■ Text extract ■
<<<<

All things revolution-related were in vogue in the immediate aftermath of January 25, 2011. For filmmakers hoping to cash in on the revolution, the task was quite simple. The 18 days of Egypt's largest popular uprising were delineated by a straightforward narrative with distinctive signposts easy for the average viewer to identify. The sense of sheer euphoria and catharsis induced by Hosni Mubarak's resignation on February 11 provided perfect ingredients for a stunning resolution dramatists can only dream of.

Two categories of narrative fictions emerged in the subsequent 12 months: productions made before the revolution that decided to incorporate the January events at the last minute (An Ant's Scream, El Fagoumy) and mainstream comedies shot shortly after the revolution (Tick Tick Boom and Good Luck).

All such films were shallow, reactionary and cheap; exploitative pieces aiming to make a quick buck out of a colossal event that galvanised the entire country. All flopped at the box-office, prompting producers to steer away from the subject (a half-dozen revolution-themed films planned for production were consequently scrapped).

>>>>

■ Tasks for this exercise ■
#1 Name every film title mentioned in the passage on revolution-themed films.
#2 According to the passage on revolution-themed films, why was the task simple for filmmakers hoping to cash in on the revolution?
#3 Echo the passage on revolution-themed films word for word, from "All things revolution-related" to "only dream of.".

■ Dataset extract ■

<<<<

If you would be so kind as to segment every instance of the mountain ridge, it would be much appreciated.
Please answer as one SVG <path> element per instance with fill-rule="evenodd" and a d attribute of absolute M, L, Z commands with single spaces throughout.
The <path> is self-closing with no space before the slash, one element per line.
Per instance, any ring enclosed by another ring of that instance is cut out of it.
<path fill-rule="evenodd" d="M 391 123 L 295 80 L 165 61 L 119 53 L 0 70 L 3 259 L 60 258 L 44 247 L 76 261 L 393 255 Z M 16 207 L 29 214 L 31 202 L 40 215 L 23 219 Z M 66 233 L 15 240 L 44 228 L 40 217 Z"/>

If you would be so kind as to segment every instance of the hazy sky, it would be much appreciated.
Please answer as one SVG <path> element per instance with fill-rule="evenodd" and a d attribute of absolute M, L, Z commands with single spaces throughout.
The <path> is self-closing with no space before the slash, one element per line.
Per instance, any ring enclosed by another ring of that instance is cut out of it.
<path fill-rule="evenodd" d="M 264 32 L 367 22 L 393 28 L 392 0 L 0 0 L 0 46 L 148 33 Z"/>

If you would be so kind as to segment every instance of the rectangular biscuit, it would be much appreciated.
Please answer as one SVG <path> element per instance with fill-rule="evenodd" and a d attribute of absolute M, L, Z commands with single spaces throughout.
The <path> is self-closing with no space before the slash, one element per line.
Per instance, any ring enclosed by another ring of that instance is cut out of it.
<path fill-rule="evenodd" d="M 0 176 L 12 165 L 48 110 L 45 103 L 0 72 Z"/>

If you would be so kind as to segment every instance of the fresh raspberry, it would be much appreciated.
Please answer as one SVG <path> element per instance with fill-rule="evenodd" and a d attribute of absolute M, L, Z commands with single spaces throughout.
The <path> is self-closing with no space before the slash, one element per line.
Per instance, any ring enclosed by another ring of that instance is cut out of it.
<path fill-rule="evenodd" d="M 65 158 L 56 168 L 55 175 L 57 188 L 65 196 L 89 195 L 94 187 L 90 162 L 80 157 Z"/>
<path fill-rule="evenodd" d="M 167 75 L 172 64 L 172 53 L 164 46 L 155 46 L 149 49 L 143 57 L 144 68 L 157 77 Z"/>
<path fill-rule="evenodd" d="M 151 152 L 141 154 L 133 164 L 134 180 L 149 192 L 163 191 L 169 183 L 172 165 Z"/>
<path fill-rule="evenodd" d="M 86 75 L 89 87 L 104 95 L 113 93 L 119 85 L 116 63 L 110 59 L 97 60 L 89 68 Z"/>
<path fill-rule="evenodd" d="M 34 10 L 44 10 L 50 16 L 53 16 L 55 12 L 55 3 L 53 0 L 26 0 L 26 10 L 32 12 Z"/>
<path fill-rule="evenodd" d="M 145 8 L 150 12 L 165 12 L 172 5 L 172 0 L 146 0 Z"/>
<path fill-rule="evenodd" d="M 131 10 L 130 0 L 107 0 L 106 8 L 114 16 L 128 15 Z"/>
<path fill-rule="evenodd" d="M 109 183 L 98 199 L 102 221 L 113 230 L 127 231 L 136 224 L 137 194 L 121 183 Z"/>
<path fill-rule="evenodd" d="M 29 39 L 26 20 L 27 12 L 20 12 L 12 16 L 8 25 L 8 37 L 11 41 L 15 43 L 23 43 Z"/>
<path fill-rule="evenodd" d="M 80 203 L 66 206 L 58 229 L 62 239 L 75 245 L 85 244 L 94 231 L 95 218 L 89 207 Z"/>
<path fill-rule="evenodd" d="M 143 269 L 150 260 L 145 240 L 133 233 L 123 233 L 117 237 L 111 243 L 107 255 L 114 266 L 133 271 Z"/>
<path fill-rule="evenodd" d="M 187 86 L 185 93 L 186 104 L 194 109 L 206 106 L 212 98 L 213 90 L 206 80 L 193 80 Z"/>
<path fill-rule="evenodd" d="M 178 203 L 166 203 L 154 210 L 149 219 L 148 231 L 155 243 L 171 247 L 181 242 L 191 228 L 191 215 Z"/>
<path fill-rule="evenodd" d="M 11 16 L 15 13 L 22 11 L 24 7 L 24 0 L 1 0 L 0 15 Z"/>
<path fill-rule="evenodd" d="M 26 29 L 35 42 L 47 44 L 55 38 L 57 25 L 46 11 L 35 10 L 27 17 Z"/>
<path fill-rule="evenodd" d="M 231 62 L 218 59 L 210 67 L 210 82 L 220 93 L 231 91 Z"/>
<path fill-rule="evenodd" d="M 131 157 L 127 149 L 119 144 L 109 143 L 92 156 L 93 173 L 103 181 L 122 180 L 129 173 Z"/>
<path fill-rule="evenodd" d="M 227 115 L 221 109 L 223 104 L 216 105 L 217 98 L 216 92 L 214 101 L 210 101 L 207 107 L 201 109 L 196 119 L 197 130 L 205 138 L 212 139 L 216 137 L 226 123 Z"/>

>>>>

■ Responses per task ■
#1 An Ant's Scream, El Fagoumy, Tick Tick Boom, Good Luck

#2 The 18 days of the uprising followed a straightforward narrative with distinctive signposts that the average viewer could easily identify. The euphoria and catharsis brought on by Hosni Mubarak's resignation on February 11 also supplied perfect ingredients for a stunning resolution.

#3
All things revolution-related were in vogue in the immediate aftermath of January 25, 2011. For filmmakers hoping to cash in on the revolution, the task was quite simple. The 18 days of Egypt's largest popular uprising were delineated by a straightforward narrative with distinctive signposts easy for the average viewer to identify. The sense of sheer euphoria and catharsis induced by Hosni Mubarak's resignation on February 11 provided perfect ingredients for a stunning resolution dramatists can only dream of.